## Supplied information

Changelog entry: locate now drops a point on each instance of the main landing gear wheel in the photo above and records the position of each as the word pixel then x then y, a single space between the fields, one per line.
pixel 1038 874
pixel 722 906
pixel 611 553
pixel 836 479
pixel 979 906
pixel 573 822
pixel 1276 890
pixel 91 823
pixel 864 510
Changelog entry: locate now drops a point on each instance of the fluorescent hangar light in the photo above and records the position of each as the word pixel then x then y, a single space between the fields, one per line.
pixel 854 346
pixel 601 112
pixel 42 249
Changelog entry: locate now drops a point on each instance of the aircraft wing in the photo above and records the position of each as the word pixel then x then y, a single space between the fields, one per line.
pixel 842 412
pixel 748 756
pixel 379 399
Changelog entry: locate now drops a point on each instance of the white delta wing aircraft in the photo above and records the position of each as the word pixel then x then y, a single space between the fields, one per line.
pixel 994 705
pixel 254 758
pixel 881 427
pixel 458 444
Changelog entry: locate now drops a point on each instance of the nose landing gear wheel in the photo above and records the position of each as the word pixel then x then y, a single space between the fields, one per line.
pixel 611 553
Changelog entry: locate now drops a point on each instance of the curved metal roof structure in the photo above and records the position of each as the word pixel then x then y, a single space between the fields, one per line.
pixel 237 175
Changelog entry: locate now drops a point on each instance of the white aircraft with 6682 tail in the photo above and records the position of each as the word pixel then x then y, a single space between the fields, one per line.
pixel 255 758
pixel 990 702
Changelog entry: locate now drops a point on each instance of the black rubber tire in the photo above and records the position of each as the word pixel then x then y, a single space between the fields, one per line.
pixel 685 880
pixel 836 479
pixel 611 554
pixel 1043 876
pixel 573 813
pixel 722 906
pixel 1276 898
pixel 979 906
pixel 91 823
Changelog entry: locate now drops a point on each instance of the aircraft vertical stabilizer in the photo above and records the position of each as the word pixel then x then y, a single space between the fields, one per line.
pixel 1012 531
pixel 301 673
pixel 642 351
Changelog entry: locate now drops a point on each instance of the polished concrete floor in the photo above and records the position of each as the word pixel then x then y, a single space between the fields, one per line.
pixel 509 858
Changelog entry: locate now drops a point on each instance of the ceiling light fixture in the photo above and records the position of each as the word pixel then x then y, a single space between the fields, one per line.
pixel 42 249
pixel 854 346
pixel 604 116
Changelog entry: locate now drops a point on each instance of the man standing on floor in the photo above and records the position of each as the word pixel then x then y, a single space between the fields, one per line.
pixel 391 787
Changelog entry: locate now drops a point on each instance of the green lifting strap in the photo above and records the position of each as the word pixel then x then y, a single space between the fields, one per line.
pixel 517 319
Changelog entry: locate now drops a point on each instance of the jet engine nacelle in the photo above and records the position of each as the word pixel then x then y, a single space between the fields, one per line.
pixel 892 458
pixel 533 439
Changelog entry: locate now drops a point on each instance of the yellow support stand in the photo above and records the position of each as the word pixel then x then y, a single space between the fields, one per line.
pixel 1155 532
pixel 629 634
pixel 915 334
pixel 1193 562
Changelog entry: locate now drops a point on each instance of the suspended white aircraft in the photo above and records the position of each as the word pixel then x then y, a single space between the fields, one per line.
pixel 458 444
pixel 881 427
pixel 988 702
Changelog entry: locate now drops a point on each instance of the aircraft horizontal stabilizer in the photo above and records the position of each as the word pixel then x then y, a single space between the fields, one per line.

## Exercise description
Output every line of the listing above as a numbered list, leaving out blank lines.

## Completed task
1. Changelog entry: locate now drops a point on each instance of the main landing gear wheel in the photo above and records the position of each as the word pixel then x then y, a single space between the fields, one per line.
2. pixel 1038 874
3. pixel 722 906
4. pixel 611 553
5. pixel 836 479
6. pixel 979 906
7. pixel 573 822
8. pixel 1276 890
9. pixel 91 823
10. pixel 864 510
11. Changelog entry: locate now drops a point on each instance of the fluorescent hangar light in the photo above and records the position of each as the word pixel then x then y, a single space between the fields, one per line.
12. pixel 854 346
13. pixel 601 112
14. pixel 42 249
15. Changelog entry: locate now drops a point on each instance of the aircraft wing in the photo above and records the position of each as the word pixel then x then y, a single space between the fields, one per line.
16. pixel 842 412
17. pixel 748 756
18. pixel 379 399
19. Changelog entry: locate now drops a point on each instance of the white delta wing aircraft in the photo above and records the position of each as the word pixel then x then y, a single space between the fields, one per line.
20. pixel 994 705
21. pixel 254 758
22. pixel 881 427
23. pixel 458 444
24. Changelog entry: locate now drops a point on each instance of the nose landing gear wheel in the photo above and records the position of each as the word pixel then x then y, a single space between the fields, one per line.
25. pixel 611 553
26. Changelog entry: locate now drops a point on each instance of the curved metal roof structure in the photo above and records the position of each as the word pixel then x then y, a single space between the fields, one per line.
27. pixel 237 175
28. Changelog entry: locate now drops a point on each instance of the white aircraft with 6682 tail in the photo above and records the position of each as the word pixel then x then y, a single space between the fields, one per line.
29. pixel 255 758
30. pixel 990 702
31. Changelog entry: locate now drops a point on each instance of the black rubber tire in the photo above and records the position of each as the word pixel then x then y, a single space between the fields, one per line.
32. pixel 685 880
33. pixel 836 479
34. pixel 611 554
35. pixel 1043 876
36. pixel 573 813
37. pixel 722 906
38. pixel 1276 898
39. pixel 979 906
40. pixel 91 823
41. Changelog entry: locate now drops a point on each instance of the aircraft vertical stabilizer in the photo above and records the position of each as the word pixel then x then y, a single space between the fields, one per line.
42. pixel 1012 531
43. pixel 301 673
44. pixel 642 351
45. Changelog entry: locate now drops a point on each instance of the polished concrete floor in the photo above and records the position of each as the word pixel then x then y, a single space between the fields, one per line.
46. pixel 509 858
47. Changelog entry: locate now drops a point on each instance of the ceiling light fixture in the photo above and records the position of each as the word pixel then x then y, a single space between the fields, one per line.
48. pixel 42 249
49. pixel 854 346
50. pixel 604 116
51. Changelog entry: locate now drops a point on each instance of the man standing on floor in the photo above and records the position of each as the word pixel then x then y, a single space between the fields, one per line.
52. pixel 391 787
53. Changelog entry: locate now drops a point on each instance of the green lifting strap in the photo above and records the position of each as the word pixel then x then y, a single space between the fields, one per line.
54. pixel 517 319
55. Changelog entry: locate now drops a point on each instance of the jet engine nacelle in the photo above and records the position of each as the word pixel then x then y, a single space between the fields, one per line.
56. pixel 892 458
57. pixel 533 439
58. Changelog entry: locate now drops a point on each instance of the yellow support stand in the photo above and records the position of each as the word pixel then x then y, a single space between the fields, one per line.
59. pixel 1155 532
60. pixel 629 634
61. pixel 915 334
62. pixel 1193 562
63. Changelog entry: locate now drops a point on each instance of the suspended white aircraft in the photo above and records the position of each as the word pixel then x then y, a single space between the fields, one per line.
64. pixel 458 444
65. pixel 881 427
66. pixel 988 702
67. Changelog entry: locate now drops a point on each instance of the aircraft horizontal stabilizer in the photo above and records the position of each as the word pixel then x then y, a single space between the fields, one per line.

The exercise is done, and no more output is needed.